ABOUT THIS EXERCISE
Search the data for the word "head" and copy every line where it occurs.

Stored dataset items:
============================================================

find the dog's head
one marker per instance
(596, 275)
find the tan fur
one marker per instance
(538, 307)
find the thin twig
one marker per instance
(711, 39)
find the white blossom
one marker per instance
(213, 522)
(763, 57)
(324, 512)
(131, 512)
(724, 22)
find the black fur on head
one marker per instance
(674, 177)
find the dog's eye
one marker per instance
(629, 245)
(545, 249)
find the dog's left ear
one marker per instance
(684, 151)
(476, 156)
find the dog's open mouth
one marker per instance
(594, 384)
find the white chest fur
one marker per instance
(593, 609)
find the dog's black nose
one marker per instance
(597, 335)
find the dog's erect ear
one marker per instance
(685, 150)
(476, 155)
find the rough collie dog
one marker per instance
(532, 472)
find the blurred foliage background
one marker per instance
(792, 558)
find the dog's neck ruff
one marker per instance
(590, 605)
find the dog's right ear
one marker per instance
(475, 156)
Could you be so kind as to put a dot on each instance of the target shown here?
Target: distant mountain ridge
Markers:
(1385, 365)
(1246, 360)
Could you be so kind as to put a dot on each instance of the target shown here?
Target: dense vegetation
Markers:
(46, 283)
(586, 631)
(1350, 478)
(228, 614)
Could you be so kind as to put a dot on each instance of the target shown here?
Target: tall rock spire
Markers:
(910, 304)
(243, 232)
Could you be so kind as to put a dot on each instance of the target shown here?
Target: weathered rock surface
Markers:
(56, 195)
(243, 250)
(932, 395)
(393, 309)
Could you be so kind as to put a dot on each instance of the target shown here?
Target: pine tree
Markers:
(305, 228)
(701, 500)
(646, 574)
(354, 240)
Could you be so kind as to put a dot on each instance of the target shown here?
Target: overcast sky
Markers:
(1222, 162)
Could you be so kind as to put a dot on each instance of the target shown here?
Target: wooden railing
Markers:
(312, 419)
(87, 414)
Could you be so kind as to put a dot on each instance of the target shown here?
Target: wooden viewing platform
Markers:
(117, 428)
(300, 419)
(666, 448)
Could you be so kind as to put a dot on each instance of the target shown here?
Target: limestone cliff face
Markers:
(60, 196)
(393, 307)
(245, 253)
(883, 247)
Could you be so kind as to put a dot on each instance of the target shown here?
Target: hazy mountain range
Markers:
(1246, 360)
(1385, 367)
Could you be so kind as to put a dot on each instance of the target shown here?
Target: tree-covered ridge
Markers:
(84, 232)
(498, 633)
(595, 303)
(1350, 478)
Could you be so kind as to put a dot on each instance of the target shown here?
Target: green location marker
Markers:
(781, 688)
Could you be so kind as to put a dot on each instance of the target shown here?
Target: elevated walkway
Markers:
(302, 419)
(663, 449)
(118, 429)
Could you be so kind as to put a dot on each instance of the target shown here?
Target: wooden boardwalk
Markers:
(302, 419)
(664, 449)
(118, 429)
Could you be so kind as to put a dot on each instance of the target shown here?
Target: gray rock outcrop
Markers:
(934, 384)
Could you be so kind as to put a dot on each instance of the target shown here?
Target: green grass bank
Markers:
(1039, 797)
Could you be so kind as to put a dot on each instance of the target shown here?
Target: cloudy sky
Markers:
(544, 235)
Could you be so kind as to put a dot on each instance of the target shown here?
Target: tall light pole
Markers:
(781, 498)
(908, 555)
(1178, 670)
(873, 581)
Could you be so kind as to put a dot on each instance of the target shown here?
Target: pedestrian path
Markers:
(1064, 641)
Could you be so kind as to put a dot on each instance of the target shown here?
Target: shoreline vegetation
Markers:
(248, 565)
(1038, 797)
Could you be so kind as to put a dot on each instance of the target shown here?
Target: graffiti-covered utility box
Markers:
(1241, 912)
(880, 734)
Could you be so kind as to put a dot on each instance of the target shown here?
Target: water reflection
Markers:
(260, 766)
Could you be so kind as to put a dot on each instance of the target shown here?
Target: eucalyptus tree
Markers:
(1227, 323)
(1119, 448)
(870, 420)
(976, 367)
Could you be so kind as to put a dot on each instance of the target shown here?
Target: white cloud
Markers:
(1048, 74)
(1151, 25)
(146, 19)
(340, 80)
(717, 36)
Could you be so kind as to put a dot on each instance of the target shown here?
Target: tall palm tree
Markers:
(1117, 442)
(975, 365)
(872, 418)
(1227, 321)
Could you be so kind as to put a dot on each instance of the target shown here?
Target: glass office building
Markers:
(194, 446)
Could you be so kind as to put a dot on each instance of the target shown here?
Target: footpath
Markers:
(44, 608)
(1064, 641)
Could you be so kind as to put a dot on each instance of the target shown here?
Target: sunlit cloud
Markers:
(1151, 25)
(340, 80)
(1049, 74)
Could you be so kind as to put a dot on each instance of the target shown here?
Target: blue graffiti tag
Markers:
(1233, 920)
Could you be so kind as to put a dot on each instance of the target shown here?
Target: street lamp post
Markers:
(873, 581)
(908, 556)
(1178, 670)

============================================================

EXERCISE RESPONSE
find the dog's head
find the black fur on head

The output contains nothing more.